> **Questions to answer**:
[a] Condense the paragraph in the school district remote learning article that begins "The district plans to run a hybrid schedule" into a shorter version that keeps its main facts.
[b] Pick up the school district remote learning article after its final sentence and keep writing it.

> **Page excerpt**:
Dive Brief:
- A virtual learning team of six to eight teachers in California's Mountain View Whisman School District will produce online lessons for all subjects and grade levels for the coming school year in an effort to alleviate pressure in remote learning environments, District Administration reports.
- The district plans to run a hybrid schedule that includes both fully remote learning and part-time in-person instruction through an A/B schedule. Without the task of developing virtual lessons, teachers will have more time to do remediation with students who have fallen behind, the district's superintendent said.
- The district expects some families to keep students home and continue remote learning throughout the coronavirus pandemic, and if more students stay home than expected, more teachers will be shifted to the remote learning team.
Dive Insight:
This spring, many teachers were overwhelmed by the shift to remote learning, which required them to juggle teaching their students, supporting their own children, and reworking their curriculum into an online format. Almost overnight, teachers were forced to adopt an entirely new learning model and figure out how to deliver traditional lesson plans online.

> **Exercise data**:
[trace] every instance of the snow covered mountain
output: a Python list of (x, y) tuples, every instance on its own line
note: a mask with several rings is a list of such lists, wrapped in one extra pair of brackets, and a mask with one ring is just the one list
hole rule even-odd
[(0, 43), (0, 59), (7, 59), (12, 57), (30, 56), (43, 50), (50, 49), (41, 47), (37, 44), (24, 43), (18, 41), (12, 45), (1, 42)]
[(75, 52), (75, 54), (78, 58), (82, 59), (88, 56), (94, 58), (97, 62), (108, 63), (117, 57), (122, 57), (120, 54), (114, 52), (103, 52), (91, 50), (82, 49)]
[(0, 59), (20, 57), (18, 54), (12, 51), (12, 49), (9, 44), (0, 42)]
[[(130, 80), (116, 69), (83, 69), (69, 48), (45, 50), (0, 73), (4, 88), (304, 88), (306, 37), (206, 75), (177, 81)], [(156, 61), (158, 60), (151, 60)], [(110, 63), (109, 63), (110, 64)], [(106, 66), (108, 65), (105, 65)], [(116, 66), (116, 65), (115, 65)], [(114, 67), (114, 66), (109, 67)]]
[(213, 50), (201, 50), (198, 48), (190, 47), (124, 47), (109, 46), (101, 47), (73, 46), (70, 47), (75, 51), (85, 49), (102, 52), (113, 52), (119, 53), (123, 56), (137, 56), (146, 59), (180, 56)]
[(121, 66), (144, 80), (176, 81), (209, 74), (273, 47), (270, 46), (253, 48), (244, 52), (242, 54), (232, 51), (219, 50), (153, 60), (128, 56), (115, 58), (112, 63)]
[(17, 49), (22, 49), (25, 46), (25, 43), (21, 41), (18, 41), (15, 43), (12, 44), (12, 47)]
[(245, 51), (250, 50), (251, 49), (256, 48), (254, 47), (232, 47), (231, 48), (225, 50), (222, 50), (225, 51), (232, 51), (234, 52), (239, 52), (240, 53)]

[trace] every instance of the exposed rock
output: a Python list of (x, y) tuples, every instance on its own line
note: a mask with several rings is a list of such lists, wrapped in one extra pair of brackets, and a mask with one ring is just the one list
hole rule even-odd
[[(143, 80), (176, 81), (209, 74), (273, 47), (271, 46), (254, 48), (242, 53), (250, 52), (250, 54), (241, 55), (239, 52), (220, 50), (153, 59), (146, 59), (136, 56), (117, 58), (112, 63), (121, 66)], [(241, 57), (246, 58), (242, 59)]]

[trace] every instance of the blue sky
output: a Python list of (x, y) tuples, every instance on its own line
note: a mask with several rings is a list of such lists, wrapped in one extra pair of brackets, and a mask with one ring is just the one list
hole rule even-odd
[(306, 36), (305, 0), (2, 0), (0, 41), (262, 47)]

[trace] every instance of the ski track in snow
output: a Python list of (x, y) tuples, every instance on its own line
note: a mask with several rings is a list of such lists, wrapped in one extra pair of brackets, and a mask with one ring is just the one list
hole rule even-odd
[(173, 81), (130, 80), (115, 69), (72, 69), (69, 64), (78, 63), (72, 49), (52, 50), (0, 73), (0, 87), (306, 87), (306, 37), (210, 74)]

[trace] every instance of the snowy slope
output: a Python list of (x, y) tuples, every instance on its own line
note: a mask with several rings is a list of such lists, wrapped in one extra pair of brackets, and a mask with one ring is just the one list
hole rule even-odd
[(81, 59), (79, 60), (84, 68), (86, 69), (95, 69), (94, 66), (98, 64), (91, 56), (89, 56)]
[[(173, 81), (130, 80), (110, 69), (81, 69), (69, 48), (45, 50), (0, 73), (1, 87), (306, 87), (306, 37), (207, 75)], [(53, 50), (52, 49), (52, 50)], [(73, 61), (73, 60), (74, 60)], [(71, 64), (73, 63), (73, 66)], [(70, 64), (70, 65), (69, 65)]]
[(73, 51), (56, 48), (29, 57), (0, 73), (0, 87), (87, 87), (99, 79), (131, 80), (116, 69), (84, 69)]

> **Your written answers**:
[a] The district will follow a hybrid A/B schedule that combines fully remote learning with part-time in-person instruction. The superintendent said that because teachers won't have to build virtual lessons, they will have more time to help students who have fallen behind.

[b]
Many needed more technology training, Colin Sharkey, executive director of the Association of American Educators, told Fox Business. During the transition, teachers also went through emotions that ranged from concern for their students to frustration.
While the Mountain View Whisman School District online learning team model will give overwhelmed teachers some relief, it will also could provide opportunity for change and growth that may help prevent burnout.
The remote learning team will be able to collaborate using ever-changing technology in a new studio being opened by Superintendent Ayindé Rudolph, producing intriguing and engaging curriculum content. And those teachers who remain in the classroom can focus on working with students, rather than figuring out the latest tech tricks.
The remote learning and hybrid learning models being embraced by many districts are similar to the flipped classroom approach that was becoming popular before the coronavirus pandemic hit the U.S.
In 2010, Clintondale High School, in Clinton Township, Michigan, successfully implemented a flipped classroom concept for its 400-student school. The high school now reports better attendance and college acceptance, and there has also been a drop in failure rates. At Clintondale, teachers deliver lessons via video for students to watch as homework. They then do their math lessons, science lab reports and other written projects at school under the guidance of the teacher.